As MPs assemble in Westminster to the apparent fury of Nigel Farage who would have no role in such a discussion in any case we all need to call for holistic thinking from our elected representatives. The decisions they will be faced with are ones few of us would wish to make, yet our lives are implicated in the outcome of the debate and vote just as much as theirs will be. Indeed some UK citizens may pay a very high price for decisions that are taken with relative ease by some of our MPs. As the Telegraph reported a few days go, there are many questions about the source of funding for IS and the other networks of the fighters which todays decisions will impact. However the risk is that the debate today will all but ignore the source of funds and weapons which are in use in Syria and Iraq, let alone how to address what motivates the men and women who are committing atrocities supposedly in the name of Islam.
It is telling how quickly our Parliament can assemble to deal with a decision to send armaments into a foreign land where atrocities are being committed. That these atrocities are being committed by fighters who are possibly being funded by the nation intended to hold the World cup in 2022 and who are one of our economic ‘allies’. Yet this same Parliament has demonstrated since 1912 an inability to deal with Local Votes for Local Decisions (my take on English devolution) in a manner that gains the same level of support from across the parties. They have done very little to reform the second chamber in 100 years, despite many hours spent discussing such matters.
Writing personally, as appalling as the stories are from Iraq and Syria, I feel deeply uncomfortable about the idea of using bombs to deal with people who may easily become the Martyrs of the next campaign which future MPs will assemble to debate. My discomfort would be lowered if as well as debating action 1000s of miles away, our MPs were also willing to consider how to remove the cause of the symptoms this action appears focused on. This will depend on a level of integrity that has so far not emerged in any of the public pronouncements by the Government. We need Parliamentarians who understand that an institution which takes 100 years to make decisions about its own structure is being dishonest about its priorities or is entirely ineffective in its ways of operating. Before they take many more decisions about changing the landscape in a foreign land, they should get their own houses in order.

§ **Work instructions**:
In the commentary on the Westminster debate, what phrase does the writer use as their own term for English devolution?

§ **Listed records**:
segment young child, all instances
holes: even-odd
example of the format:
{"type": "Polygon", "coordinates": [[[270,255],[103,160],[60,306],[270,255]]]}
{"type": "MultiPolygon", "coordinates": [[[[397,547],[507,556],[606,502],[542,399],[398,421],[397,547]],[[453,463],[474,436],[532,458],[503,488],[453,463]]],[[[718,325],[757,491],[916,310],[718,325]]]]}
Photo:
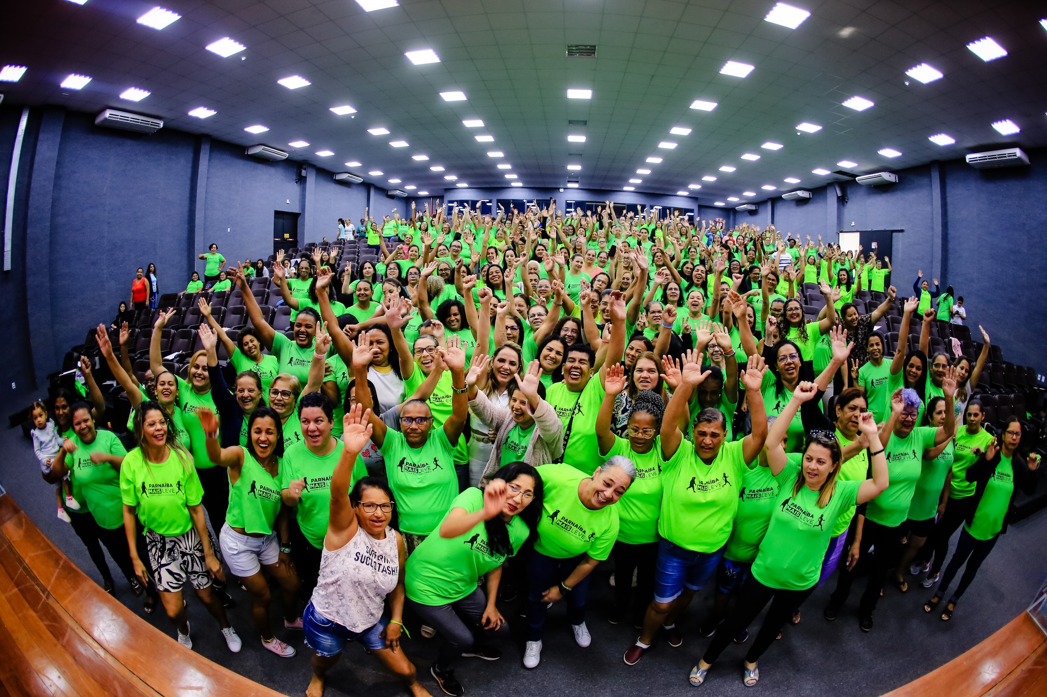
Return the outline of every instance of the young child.
{"type": "MultiPolygon", "coordinates": [[[[40,460],[40,470],[46,474],[51,471],[51,462],[54,461],[54,456],[59,454],[59,449],[62,447],[62,436],[59,435],[58,428],[54,427],[54,421],[47,418],[47,405],[42,401],[32,402],[32,425],[36,426],[32,429],[32,451],[37,454],[37,459],[40,460]]],[[[72,522],[69,519],[69,514],[62,507],[63,496],[65,497],[66,506],[74,511],[80,509],[80,504],[76,503],[76,499],[72,497],[72,493],[69,491],[68,474],[54,488],[54,499],[59,505],[59,518],[66,522],[72,522]]]]}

§ **Result of this task**:
Local Votes for Local Decisions